### What the task asks
What lines in the records below contain the string "metal"? Copy every one.

Stored records
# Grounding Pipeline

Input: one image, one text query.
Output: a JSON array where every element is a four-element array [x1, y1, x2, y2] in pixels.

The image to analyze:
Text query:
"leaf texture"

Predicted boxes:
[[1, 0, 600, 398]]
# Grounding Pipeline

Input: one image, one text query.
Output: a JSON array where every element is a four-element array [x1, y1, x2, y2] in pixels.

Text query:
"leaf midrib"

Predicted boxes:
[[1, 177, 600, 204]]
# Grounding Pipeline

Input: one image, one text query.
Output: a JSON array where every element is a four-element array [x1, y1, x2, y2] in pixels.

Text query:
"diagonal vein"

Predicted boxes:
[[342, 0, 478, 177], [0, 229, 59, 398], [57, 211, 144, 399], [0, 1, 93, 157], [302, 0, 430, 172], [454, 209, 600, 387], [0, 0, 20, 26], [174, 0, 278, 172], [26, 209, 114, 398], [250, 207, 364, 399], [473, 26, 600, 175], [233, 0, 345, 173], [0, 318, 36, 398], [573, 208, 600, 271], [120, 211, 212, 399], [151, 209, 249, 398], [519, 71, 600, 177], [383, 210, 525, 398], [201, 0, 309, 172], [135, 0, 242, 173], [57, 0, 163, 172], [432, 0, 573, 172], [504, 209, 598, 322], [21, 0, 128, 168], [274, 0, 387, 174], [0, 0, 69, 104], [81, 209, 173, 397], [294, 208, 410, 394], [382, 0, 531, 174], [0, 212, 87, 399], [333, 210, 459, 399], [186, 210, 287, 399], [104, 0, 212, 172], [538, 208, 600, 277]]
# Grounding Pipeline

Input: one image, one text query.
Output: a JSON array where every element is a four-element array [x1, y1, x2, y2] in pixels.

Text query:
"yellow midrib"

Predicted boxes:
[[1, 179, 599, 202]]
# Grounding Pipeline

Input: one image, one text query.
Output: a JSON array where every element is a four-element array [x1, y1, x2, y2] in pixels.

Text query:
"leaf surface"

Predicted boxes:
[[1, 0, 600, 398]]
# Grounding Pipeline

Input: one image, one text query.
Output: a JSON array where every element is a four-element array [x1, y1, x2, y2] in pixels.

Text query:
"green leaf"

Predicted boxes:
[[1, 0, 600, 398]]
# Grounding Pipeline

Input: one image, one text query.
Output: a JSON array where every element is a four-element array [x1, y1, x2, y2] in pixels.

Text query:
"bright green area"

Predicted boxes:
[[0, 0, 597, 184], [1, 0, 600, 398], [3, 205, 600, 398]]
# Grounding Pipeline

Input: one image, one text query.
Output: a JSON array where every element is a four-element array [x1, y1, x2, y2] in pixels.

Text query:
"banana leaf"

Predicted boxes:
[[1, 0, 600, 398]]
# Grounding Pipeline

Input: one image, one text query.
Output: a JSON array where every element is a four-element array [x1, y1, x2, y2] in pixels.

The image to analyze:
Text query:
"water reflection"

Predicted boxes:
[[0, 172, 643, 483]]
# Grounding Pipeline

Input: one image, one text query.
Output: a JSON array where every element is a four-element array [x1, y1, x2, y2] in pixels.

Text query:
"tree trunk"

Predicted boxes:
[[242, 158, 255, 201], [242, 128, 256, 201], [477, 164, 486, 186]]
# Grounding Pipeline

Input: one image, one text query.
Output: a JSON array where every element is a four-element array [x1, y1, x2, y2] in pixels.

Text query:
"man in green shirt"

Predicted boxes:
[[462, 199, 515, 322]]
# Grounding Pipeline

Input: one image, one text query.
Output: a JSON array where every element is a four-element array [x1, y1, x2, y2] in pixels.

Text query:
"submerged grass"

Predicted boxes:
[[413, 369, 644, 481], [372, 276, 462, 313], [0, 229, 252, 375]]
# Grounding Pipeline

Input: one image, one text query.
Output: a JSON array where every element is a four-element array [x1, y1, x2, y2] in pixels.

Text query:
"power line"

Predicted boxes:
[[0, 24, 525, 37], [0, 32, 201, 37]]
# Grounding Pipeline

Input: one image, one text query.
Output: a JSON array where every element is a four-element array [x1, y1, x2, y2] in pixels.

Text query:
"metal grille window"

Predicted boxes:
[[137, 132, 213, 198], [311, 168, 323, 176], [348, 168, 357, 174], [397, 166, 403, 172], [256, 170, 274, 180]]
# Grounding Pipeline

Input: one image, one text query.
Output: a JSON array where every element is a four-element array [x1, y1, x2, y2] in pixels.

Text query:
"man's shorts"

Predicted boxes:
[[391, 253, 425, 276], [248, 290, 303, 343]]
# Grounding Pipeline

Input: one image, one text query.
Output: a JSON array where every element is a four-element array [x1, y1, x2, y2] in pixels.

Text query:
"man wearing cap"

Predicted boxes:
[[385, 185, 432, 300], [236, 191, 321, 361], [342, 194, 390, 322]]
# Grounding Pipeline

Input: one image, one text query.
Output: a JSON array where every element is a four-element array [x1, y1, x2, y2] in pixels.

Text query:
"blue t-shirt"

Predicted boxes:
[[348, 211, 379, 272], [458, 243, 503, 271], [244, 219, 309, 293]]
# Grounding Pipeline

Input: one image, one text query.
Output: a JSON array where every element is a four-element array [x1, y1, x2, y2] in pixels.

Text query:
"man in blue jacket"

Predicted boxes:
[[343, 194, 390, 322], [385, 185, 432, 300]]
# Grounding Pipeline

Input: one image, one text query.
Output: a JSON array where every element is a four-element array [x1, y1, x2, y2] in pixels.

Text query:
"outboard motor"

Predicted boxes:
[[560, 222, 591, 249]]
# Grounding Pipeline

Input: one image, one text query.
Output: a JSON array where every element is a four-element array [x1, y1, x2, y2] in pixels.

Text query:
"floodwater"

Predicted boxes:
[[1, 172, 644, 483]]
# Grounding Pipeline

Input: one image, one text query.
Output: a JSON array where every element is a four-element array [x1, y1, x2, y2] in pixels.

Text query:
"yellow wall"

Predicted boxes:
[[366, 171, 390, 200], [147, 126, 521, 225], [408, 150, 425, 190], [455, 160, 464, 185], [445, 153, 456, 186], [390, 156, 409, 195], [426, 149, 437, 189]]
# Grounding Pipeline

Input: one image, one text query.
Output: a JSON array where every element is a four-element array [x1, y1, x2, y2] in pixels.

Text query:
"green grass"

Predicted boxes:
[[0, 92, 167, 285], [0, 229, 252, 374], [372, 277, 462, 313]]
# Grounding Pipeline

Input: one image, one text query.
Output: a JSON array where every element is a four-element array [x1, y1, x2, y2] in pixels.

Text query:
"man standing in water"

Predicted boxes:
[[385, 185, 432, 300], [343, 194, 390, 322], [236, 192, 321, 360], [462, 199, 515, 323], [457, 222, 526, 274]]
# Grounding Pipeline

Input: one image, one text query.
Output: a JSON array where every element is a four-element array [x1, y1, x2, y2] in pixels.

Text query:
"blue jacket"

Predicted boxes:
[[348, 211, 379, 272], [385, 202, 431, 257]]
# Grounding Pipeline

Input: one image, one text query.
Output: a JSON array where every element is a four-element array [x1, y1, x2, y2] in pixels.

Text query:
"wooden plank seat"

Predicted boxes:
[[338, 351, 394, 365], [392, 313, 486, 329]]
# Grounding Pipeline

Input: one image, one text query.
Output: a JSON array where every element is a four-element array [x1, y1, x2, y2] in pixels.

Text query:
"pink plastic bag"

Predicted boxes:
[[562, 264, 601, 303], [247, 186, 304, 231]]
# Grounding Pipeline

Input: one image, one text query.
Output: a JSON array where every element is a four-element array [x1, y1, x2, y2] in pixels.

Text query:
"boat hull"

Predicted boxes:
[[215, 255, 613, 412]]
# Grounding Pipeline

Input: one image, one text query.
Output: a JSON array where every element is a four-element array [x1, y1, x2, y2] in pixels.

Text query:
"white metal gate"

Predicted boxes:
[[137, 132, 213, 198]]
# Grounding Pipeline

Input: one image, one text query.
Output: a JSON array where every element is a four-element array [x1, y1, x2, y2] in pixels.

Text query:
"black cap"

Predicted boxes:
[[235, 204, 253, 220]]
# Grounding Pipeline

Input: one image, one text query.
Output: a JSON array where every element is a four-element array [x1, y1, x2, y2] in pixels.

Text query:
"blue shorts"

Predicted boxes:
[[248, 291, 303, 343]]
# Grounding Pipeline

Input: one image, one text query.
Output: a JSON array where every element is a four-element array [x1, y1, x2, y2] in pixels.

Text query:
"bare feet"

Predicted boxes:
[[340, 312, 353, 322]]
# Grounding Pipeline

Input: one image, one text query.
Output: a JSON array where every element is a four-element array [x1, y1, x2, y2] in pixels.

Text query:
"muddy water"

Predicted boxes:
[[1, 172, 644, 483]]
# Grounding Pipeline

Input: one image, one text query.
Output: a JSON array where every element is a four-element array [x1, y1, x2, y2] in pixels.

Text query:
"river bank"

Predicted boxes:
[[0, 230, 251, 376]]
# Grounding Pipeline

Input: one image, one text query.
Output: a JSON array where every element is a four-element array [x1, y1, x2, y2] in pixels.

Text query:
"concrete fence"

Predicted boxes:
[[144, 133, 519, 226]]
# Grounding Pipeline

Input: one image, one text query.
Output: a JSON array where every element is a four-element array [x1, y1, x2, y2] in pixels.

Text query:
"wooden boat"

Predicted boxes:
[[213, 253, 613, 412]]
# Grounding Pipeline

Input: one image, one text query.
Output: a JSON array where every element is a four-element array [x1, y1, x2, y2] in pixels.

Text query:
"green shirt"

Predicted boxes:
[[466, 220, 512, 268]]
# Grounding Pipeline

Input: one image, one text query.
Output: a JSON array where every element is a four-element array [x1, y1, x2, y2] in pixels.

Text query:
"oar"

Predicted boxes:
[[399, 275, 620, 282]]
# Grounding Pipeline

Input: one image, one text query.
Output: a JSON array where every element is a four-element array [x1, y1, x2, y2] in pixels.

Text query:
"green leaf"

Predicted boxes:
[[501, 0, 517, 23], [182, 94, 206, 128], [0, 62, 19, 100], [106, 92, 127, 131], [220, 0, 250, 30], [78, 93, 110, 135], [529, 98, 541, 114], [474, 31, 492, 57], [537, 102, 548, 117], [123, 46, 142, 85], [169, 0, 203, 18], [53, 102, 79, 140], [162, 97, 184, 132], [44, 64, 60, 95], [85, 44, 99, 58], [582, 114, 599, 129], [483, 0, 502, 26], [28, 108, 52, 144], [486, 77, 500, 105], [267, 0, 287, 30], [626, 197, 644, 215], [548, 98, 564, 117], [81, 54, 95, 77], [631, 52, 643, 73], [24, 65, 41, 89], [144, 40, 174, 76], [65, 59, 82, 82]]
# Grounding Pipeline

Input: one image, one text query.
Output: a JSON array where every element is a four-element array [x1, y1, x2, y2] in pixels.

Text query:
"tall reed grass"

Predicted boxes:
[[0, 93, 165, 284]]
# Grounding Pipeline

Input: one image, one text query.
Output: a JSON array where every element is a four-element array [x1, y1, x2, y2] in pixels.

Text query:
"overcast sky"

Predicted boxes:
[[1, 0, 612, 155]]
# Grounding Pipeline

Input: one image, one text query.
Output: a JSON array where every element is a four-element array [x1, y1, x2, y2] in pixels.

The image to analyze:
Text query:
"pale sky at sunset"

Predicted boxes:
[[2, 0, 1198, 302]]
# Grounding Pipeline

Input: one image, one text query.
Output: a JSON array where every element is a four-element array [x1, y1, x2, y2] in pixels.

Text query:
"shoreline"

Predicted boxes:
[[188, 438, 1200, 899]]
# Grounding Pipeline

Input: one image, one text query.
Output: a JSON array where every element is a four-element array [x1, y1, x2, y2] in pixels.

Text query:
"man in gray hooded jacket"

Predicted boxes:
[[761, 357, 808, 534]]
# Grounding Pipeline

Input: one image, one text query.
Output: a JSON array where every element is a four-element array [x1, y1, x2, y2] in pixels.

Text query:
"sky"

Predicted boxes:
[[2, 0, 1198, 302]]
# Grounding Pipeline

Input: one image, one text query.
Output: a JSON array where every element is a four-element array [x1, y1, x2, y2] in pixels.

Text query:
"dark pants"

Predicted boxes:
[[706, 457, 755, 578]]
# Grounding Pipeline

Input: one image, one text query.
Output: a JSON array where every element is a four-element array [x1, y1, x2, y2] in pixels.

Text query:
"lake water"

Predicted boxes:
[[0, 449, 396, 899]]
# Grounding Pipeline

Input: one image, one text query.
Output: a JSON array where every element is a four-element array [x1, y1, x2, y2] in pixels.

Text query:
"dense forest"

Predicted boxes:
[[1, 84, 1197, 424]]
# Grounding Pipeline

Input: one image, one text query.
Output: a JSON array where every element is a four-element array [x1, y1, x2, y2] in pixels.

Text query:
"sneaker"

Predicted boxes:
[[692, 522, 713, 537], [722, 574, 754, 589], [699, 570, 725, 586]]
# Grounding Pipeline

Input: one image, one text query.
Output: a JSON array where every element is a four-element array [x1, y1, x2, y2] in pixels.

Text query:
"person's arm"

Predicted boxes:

### Task result
"metal grille window"
"white metal gate"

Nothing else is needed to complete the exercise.